Task statement – Give the stretch from the start of the lines through the line containing "[(173, 90), (75, 62)]" as a two-column CSV with columns text and answer. Each row should pair a text with its answer, each in its own quoted field, with line breaks turned into spaces.

[Point annotation dataset lines]
++++++++
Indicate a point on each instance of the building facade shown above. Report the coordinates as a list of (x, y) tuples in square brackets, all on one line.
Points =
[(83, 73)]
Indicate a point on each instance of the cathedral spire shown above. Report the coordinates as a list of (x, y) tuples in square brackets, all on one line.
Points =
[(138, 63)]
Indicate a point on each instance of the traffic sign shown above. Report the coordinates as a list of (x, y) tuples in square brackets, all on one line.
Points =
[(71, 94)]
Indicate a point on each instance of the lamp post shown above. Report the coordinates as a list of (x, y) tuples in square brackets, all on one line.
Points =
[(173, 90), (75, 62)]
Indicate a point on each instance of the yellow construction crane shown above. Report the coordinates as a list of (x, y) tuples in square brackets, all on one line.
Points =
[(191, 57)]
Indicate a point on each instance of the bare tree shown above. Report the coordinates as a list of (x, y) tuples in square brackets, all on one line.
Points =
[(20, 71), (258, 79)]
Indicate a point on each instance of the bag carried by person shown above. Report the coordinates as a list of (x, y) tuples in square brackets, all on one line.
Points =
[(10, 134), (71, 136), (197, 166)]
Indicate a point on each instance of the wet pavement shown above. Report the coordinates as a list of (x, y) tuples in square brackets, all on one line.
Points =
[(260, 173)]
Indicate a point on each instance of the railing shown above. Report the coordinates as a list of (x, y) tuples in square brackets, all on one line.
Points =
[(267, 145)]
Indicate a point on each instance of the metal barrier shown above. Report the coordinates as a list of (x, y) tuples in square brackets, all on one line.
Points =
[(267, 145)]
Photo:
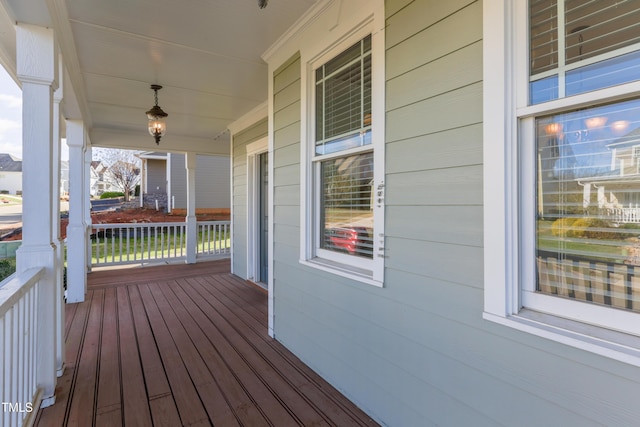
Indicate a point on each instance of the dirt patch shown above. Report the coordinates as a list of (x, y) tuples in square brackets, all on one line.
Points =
[(137, 215)]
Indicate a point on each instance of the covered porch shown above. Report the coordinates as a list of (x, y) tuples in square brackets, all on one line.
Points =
[(184, 345)]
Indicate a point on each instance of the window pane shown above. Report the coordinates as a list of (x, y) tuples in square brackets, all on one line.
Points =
[(596, 27), (588, 205), (343, 99), (346, 211), (544, 90), (618, 70), (543, 32)]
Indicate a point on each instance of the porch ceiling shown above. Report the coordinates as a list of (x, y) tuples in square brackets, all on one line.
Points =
[(206, 54)]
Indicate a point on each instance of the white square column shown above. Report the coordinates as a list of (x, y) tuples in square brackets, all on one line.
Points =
[(37, 66), (55, 229), (192, 224), (77, 230)]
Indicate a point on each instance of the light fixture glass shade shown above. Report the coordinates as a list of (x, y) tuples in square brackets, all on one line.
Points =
[(157, 126)]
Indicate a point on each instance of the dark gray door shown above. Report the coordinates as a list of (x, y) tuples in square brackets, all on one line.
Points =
[(263, 216)]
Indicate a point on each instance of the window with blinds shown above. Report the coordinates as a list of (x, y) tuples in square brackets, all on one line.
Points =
[(588, 205), (578, 46), (343, 100), (343, 122), (346, 207)]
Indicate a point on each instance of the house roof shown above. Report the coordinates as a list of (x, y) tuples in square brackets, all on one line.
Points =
[(9, 163)]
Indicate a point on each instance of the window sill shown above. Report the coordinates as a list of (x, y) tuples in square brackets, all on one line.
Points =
[(343, 270), (604, 342)]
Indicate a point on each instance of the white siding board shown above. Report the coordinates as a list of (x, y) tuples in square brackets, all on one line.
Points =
[(446, 149), (460, 68), (288, 135), (451, 110), (287, 195), (286, 74), (446, 224), (394, 6), (453, 263), (286, 234), (455, 186), (287, 96), (419, 15), (287, 155), (446, 36), (288, 215), (287, 175), (287, 116)]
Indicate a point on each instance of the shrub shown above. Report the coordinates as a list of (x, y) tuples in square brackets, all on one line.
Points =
[(7, 268), (591, 228), (562, 226), (111, 194)]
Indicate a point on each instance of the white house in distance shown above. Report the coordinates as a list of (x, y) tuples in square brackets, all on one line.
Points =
[(164, 178), (405, 177), (10, 174)]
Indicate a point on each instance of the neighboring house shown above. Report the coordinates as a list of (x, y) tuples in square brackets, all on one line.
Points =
[(408, 189), (98, 182), (10, 174), (164, 178), (64, 178)]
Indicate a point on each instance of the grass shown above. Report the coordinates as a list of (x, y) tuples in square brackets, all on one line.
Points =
[(606, 250), (139, 249)]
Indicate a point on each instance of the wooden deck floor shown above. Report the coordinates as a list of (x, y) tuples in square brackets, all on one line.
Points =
[(184, 345)]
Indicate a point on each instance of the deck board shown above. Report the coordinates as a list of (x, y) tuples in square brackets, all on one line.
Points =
[(184, 345)]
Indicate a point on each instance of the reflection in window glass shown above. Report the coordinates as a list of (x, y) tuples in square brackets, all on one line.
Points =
[(346, 217), (588, 205), (544, 90), (615, 71)]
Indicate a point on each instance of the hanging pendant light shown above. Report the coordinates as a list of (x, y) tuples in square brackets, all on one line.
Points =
[(157, 123)]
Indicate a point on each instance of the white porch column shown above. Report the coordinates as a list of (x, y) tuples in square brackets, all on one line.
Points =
[(55, 231), (37, 66), (143, 180), (77, 228), (86, 194), (192, 226)]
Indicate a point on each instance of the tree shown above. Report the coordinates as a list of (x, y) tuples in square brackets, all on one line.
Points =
[(123, 168)]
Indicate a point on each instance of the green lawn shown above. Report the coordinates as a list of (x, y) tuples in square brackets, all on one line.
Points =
[(607, 250), (149, 248)]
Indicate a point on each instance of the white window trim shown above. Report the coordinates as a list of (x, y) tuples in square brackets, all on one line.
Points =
[(505, 68), (312, 56)]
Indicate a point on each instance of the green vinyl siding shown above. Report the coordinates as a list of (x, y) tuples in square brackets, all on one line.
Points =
[(240, 140), (417, 352)]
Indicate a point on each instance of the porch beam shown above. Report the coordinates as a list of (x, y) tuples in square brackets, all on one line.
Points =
[(77, 234), (192, 225), (37, 69)]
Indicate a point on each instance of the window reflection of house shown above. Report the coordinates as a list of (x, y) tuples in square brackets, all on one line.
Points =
[(617, 194)]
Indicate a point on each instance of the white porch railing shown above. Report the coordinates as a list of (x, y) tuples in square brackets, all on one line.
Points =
[(142, 243), (19, 347), (630, 215)]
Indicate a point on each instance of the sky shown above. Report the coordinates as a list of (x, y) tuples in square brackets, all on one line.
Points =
[(11, 118)]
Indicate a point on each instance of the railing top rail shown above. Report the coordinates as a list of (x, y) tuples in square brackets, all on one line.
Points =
[(139, 224), (16, 285), (154, 224)]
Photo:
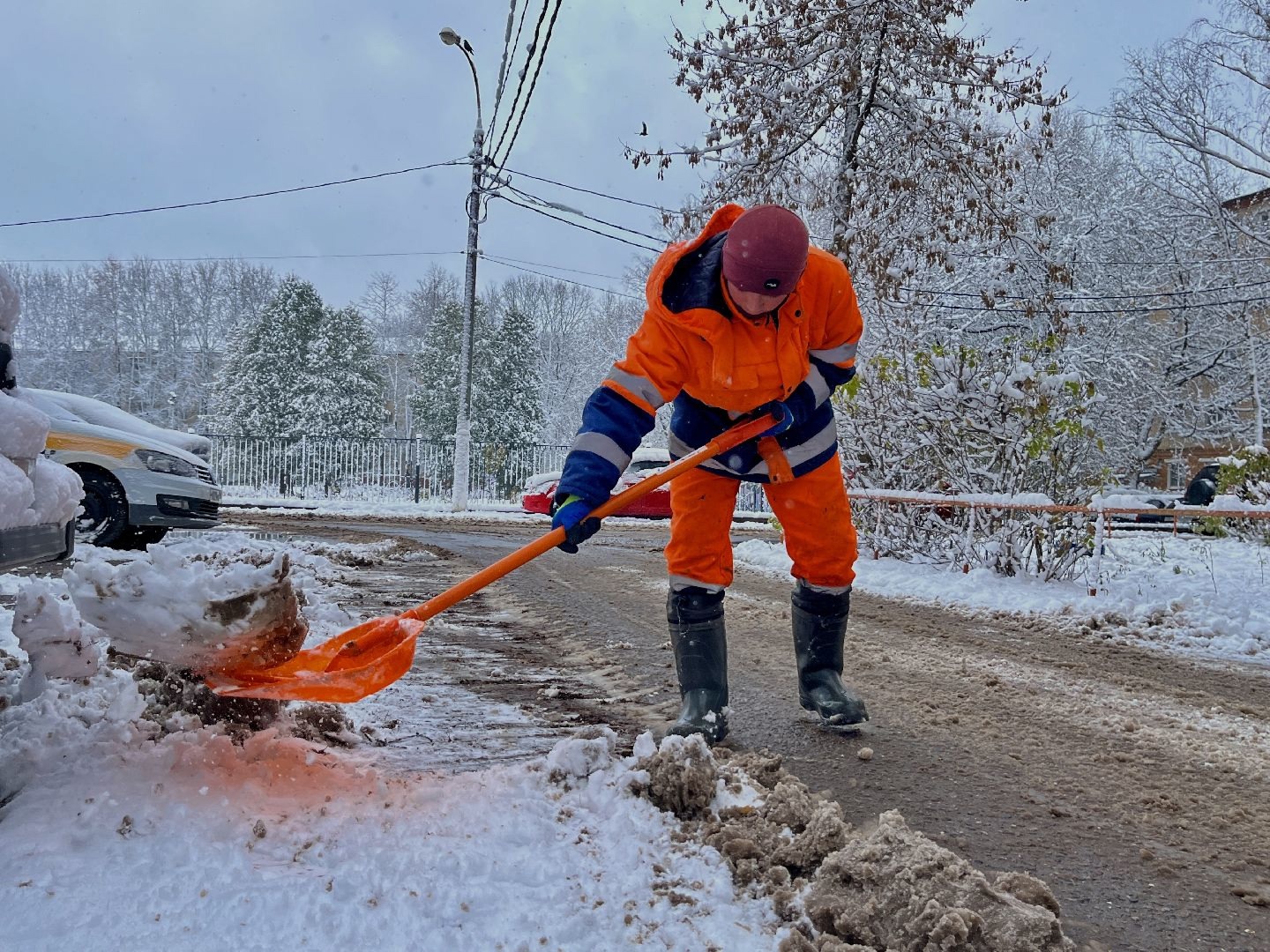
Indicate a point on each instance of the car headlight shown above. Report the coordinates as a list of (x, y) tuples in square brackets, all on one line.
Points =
[(164, 462)]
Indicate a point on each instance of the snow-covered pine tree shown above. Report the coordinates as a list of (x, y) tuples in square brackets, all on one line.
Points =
[(507, 404), (436, 369), (342, 386), (262, 387)]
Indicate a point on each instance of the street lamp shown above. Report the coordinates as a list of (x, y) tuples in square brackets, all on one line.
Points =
[(462, 428)]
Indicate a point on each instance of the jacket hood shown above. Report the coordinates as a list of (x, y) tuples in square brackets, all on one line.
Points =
[(693, 316)]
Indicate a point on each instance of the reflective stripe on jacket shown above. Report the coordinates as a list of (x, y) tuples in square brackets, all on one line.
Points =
[(692, 348)]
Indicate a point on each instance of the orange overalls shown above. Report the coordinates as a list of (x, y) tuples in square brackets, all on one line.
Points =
[(715, 363)]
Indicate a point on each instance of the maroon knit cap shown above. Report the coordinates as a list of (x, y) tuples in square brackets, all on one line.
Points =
[(766, 250)]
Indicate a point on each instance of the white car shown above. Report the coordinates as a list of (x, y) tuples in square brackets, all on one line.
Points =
[(136, 487)]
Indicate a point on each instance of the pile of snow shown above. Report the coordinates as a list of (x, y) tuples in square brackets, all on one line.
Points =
[(34, 490), (270, 838), (1188, 593)]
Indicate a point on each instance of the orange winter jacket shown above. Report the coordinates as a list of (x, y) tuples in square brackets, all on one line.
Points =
[(723, 358), (716, 365)]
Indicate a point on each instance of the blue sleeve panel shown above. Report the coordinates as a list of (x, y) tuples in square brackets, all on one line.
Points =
[(696, 423), (589, 475), (803, 401)]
++++++++
Result of this exercise –
text,answer
"Indicate a point on each instance of the building facade shown above. Report the coordinates as a list of (x, y) tuples in square brackets, all on one line. Points =","[(83, 73)]"
"Indicate a point on each instance of the cathedral spire shown above. Report the coordinates as a list of (x, y) tuples in square brackets, all on one line. Points =","[(138, 63)]"
"Indicate a point on each instance of the traffic sign shown above. Report the coordinates as a list of (x, y) tuples in square brackets, all on one line. Points =","[(71, 94)]"
"Indicate a point on each instance of the lamp post shown above. Report the coordinates as a list of (x, y) tuples in square brackets, all on one line. Points =","[(173, 90), (75, 62)]"